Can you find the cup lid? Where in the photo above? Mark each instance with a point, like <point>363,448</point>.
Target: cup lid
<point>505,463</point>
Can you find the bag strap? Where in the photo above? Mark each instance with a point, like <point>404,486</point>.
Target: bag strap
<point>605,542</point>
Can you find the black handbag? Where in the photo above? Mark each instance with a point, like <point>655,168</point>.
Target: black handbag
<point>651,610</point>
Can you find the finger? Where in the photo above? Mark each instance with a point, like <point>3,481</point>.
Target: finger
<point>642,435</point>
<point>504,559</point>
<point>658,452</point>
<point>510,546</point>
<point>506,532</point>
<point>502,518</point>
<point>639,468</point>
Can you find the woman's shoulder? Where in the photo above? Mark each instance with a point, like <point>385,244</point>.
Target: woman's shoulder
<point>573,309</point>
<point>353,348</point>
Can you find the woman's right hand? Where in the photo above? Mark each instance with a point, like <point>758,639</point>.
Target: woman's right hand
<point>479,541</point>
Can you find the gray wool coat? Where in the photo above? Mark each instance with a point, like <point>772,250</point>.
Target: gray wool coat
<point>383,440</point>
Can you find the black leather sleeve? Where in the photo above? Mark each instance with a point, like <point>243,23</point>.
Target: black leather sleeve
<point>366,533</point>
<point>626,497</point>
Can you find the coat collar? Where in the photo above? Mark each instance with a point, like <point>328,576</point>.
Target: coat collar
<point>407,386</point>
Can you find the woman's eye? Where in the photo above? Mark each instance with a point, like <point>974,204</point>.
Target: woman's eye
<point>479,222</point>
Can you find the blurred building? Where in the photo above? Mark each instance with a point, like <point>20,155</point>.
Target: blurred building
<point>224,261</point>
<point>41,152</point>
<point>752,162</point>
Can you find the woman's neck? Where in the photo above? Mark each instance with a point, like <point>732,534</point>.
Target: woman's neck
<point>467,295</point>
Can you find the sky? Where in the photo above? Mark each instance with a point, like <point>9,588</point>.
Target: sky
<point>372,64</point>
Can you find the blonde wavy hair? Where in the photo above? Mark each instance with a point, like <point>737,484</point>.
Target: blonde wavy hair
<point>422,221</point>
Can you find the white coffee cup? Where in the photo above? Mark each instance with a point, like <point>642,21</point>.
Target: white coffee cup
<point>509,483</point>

################

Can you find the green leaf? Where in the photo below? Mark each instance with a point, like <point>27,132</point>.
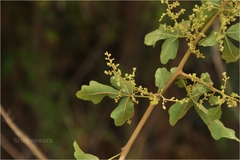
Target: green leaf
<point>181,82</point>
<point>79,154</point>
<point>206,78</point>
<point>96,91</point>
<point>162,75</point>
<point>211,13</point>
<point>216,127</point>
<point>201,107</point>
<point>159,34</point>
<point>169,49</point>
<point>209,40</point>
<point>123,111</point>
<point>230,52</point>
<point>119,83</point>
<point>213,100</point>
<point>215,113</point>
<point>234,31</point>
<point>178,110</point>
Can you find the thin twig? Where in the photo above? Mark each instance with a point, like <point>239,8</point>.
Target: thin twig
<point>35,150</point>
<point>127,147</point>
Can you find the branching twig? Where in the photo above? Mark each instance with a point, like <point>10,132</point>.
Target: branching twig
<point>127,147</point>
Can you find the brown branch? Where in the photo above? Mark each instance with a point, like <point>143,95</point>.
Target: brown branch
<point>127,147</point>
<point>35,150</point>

################

• CONSIGNE:
Mettez à jour ces enregistrements en remplaçant "coat collar" par "jacket collar" et en laissant tout le reste intact. Commencez à la ligne qui contient "Can you find the black leather" et arrêtez-vous après celle qui contient "<point>479,222</point>".

• RÉPONSE RÉDIGÉE:
Can you find the black leather sleeve? Where in the photo above? Mark each instance with a point, like <point>243,23</point>.
Target: black leather sleeve
<point>366,533</point>
<point>626,497</point>
Can you find the jacket collar? Where in the photo above? Mark each instance with a point, like <point>328,576</point>.
Target: jacket collar
<point>407,386</point>
Can you find the woman's eye? Where in the photo above? Mark each instance with a point, like <point>974,204</point>.
Target: woman's eye
<point>479,222</point>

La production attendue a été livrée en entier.